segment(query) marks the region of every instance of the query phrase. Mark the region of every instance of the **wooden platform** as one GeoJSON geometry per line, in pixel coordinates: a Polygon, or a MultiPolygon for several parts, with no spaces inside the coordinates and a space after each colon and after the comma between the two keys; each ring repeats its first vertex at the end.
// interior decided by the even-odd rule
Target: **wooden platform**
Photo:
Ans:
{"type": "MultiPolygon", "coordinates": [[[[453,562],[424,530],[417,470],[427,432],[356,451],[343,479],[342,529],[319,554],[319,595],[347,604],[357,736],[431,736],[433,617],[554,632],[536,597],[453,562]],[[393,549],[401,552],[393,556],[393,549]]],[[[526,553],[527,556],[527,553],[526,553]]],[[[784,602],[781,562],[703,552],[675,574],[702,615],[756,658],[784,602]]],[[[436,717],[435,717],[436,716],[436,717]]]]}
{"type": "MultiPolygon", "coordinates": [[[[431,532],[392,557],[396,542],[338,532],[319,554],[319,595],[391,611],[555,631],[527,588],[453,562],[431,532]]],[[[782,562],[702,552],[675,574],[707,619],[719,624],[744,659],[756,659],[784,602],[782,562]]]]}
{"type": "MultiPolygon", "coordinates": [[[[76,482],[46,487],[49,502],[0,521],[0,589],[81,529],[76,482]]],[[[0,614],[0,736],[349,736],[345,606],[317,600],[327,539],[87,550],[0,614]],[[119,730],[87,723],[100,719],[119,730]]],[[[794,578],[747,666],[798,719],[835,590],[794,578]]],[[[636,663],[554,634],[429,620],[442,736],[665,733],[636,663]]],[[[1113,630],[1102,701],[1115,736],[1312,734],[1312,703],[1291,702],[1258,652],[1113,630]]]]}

** The problem **
All of the entries above are to be written out again exactly.

** Result of this task **
segment(query) marks the region of every instance of the query phrase. Mark the region of every instance of the **wooden platform** as one GeoJSON geometry per line, in pixel coordinates: a Polygon, or a MultiPolygon for several parts, with no spaces inside the coordinates and a space after each colon and after the comma between the two keys; each ring repeats its first vertex at the end.
// interior decided by the even-odd rule
Target: **wooden platform**
Photo:
Ans:
{"type": "MultiPolygon", "coordinates": [[[[453,562],[424,530],[417,470],[427,432],[356,451],[343,479],[342,529],[319,554],[319,595],[347,604],[357,736],[431,736],[433,617],[554,632],[536,597],[453,562]],[[393,549],[401,552],[393,556],[393,549]]],[[[526,553],[527,556],[527,553],[526,553]]],[[[784,602],[781,562],[703,552],[675,574],[702,615],[756,658],[784,602]]],[[[436,717],[435,717],[436,716],[436,717]]]]}
{"type": "MultiPolygon", "coordinates": [[[[431,532],[392,557],[396,542],[338,532],[319,554],[319,595],[391,611],[555,631],[527,588],[453,562],[431,532]]],[[[782,562],[702,552],[675,574],[707,619],[719,624],[744,659],[756,659],[784,602],[782,562]]]]}
{"type": "MultiPolygon", "coordinates": [[[[76,482],[46,487],[49,502],[0,521],[0,589],[81,529],[76,482]]],[[[0,614],[0,736],[349,736],[345,606],[317,600],[327,539],[87,550],[0,614]],[[119,730],[87,723],[100,719],[119,730]]],[[[794,578],[747,666],[798,719],[835,590],[794,578]]],[[[636,663],[554,634],[429,620],[442,736],[665,733],[636,663]]],[[[1113,630],[1102,701],[1115,736],[1312,734],[1312,703],[1291,702],[1258,652],[1113,630]]]]}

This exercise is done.